On Saturday we took our assembled baskets and spent the hour delivering them to our friends!
After all the baskets were delivered, we took Mom up some beautiful yellow flowers from her favourite florist, Lisa’s Flowers.
We had a great time making all the treats and delivering them to our friends. I know Mom would absolutely LOVE the way we honour her each year. She would be humbled to know that her memory continues to inspire us and people in our community. One of our Besties sent this to me…
The kindness in this action brought tears to my eyes. All the thank you notes that I received made me realize what a fantastic village we have created over the past 7 years. I miss my Mommies more than words can be said or in this case written. 7 years feels like a lifetime ago but it also feels like just yesterday. I still have the urge to pick up the phone and call her when something great happens or when I am falling apart. Some days I forget that she died and I think “wait ’till I tell Mom” and then I remember.
I miss my Mom every day. Especially these days. 2020 has been a difficult year so far and I really wish I had my Mom here to discuss the current world climate. I wish she was here to tell me that I am making the right (or wrong) choices in this unprecedented time. I wish she was here to give me a hug and tell me that all will be well because even though I am 41 years old… I still need my Mom.
Another year has passed without her and although I don’t cry every day, it feels exactly the same way it did that fateful day 7 years ago. I hope this year it will get easier but I know it won’t. As the days become months and the months become years and the years become decades I will still miss her. I have realized that it doesn’t get easier, it just gets longer.

» Data records:
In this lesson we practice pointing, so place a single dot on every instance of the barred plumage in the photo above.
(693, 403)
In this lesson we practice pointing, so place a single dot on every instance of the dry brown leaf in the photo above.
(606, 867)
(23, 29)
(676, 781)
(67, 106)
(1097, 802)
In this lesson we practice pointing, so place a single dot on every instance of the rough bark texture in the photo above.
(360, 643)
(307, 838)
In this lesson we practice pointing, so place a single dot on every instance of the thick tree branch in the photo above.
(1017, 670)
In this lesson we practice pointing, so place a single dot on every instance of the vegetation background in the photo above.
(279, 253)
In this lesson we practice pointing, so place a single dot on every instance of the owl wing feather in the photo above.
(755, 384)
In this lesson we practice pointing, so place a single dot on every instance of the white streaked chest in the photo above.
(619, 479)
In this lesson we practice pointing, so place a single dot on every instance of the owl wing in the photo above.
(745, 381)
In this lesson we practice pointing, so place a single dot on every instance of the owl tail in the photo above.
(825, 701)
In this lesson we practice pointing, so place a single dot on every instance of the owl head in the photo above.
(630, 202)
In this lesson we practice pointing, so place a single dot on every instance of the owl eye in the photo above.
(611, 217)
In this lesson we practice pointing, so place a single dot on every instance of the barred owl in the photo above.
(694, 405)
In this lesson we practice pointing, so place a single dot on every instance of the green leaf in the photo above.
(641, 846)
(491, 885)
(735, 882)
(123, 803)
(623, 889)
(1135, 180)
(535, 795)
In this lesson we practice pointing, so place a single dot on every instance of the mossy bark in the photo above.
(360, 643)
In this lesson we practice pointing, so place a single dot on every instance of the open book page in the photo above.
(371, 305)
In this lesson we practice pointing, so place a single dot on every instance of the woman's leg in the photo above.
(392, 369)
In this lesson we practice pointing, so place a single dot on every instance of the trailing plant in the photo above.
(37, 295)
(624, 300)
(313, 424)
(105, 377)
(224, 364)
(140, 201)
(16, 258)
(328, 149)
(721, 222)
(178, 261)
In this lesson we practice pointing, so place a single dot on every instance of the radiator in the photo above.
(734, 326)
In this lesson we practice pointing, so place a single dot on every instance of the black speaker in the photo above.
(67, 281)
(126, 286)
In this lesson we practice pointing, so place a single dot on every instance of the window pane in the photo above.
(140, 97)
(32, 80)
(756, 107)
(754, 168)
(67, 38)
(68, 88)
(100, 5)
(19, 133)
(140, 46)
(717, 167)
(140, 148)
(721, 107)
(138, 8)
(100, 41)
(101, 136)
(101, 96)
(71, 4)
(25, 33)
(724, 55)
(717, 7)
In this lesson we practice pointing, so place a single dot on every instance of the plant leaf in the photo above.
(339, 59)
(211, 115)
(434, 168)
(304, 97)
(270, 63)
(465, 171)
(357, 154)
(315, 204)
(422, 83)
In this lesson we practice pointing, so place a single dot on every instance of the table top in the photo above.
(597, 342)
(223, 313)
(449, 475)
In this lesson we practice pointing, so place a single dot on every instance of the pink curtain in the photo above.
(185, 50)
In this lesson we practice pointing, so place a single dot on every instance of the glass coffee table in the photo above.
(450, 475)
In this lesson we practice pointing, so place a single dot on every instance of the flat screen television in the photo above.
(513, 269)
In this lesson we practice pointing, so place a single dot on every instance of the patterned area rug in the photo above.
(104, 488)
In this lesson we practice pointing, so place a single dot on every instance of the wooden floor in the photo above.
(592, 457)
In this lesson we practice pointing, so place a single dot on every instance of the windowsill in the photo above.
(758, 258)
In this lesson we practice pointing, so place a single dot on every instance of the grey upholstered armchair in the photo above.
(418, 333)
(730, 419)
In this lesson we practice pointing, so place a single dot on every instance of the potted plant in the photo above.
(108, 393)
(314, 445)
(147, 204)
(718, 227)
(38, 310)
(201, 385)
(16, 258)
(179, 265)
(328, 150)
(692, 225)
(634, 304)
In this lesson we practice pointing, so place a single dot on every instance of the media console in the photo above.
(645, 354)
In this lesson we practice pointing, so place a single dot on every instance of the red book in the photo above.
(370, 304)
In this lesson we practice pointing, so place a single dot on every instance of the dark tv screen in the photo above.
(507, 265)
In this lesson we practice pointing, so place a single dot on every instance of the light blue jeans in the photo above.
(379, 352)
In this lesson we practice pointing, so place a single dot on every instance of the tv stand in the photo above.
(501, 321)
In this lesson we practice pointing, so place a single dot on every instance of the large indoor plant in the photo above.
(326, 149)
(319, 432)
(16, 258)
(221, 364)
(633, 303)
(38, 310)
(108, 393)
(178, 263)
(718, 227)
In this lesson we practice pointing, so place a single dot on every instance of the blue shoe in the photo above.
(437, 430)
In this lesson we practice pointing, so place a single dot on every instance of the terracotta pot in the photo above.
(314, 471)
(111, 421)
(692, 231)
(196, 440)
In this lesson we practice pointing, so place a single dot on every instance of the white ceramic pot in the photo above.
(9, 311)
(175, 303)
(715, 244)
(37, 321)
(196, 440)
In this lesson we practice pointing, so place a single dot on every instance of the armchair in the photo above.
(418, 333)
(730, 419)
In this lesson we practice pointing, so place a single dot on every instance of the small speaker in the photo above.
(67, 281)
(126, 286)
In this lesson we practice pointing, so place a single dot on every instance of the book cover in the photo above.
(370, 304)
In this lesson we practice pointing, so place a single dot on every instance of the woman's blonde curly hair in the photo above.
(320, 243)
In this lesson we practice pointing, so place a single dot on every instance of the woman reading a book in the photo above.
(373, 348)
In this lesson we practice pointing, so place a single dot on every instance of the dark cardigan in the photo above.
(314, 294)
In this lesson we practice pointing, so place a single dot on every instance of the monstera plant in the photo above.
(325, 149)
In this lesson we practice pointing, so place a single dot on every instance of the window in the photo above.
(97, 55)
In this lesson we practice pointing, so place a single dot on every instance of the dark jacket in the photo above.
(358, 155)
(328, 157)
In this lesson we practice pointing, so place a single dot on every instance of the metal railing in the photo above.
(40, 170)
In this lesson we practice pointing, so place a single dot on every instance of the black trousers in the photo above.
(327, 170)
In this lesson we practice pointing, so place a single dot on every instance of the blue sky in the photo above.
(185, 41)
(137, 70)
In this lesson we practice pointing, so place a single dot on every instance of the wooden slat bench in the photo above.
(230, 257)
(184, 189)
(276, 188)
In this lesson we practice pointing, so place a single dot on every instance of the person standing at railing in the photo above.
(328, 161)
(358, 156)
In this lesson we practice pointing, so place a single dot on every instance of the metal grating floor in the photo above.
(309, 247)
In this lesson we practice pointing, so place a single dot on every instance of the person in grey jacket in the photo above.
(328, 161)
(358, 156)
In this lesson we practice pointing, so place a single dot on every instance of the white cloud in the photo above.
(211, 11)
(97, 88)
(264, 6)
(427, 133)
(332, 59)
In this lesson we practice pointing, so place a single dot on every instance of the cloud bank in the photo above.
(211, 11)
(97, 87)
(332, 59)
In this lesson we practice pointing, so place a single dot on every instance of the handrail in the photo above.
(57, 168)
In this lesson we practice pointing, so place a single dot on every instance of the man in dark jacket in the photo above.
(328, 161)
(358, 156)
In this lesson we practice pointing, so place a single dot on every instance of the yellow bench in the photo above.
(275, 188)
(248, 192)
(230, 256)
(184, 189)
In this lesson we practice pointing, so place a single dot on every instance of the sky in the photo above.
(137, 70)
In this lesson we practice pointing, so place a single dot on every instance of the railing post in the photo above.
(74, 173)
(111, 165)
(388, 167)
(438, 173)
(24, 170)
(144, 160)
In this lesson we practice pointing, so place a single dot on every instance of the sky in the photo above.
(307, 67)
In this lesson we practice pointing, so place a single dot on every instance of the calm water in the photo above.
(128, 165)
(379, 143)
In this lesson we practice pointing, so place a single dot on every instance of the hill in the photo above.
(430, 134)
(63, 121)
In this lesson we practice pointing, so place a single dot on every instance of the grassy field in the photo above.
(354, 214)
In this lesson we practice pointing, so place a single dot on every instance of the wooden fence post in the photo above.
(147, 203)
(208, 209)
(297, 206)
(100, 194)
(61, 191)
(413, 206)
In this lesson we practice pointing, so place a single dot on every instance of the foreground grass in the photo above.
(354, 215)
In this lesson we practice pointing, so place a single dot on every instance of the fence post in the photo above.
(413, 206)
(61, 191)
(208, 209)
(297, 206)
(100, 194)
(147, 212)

» Exercise tasks:
1. Decide whether each statement agrees with the passage about missing Mom, answering yes or no and quoting the words that decide it: (a) The flowers taken to Mom were yellow. (b) The writer is 41 years old. (c) The writer expects the loss to get easier this year.
2. Write the next part of the passage about missing Mom, picking up after its final sentence.

» Answers:
1.
(a) Yes: "some beautiful yellow flowers from her favourite florist, Lisa’s Flowers"
(b) Yes: "even though I am 41 years old"
(c) No: "I hope this year it will get easier but I know it won’t."

2.
I love you Mommies 💛 and I hope that you are watching us and that you are filled with love when you see your Grandkids and how much you are a part of their lives despite the tragedy of losing you far too soon. I hope you can see how much I miss you and how much I still love you. I hope you smile when you see how we honour your memory and I hope you are happy with the decisions that we are making. I promise, just like I did 7 years ago that we will NEVER forget you and your legacy WILL live on.
L.O.V.E
Check out How Was Your Week, Honey? ep.176 Itchin’ For A Fight. This week I’m a little cantankerous. Topics: rough nights, drinking H2O, bad dreams, Beachbody, Trump rally, COVID in sports, Ninja Baskets, & Father’s Day shopping
HERE
This week was the 2nd last school week of the year! We worked hard on our Ninja Baskets, I finished my 8 week Beachbody Barre Blend program, we went for walks and ate ice cream, had family movie night, Harry Potter and The Half Blood Prince, while enjoying eating local from Boston Pizza.
Father’s Day was pretty quiet. I feel bad for Ninja and my Dad. They get a celebration based on how much gas I have left in my tank. This has been a rough year and I have been going off fumes for a while now. HBear made Ninja an Eggs Benedict Casserole for brunch and then we gave Daddy his gifts! I ordered off of Print Steve and got him a print that turned our family into The Simpsons! The Girls and Ninja LOVE watching The Simpsons together! I also bought him a cool new cap from Memory Blocks that says GirlDad #Outnumbered! HBear found a Dadalorian T-Shirt on Etsy that is awesome! After gifts we headed over to Grandma and Grandpa’s for a swim and gifts. Dad and J met us there and we were all together for the first time in 4 months! We gave both Papa and Grandpa their own Ninja Baskets and Grandpa got 2 new puzzles and Papa got a brand new mailbox! We ended the day with Ninja’s favourite dinner: steak, lobster, mushrooms, baked potatoes, Caesar salad and a nice bottle of wine! We finished with SBean’s present, an ice cream cake form Dairy Queen. It was a quiet day but filled with love 💝.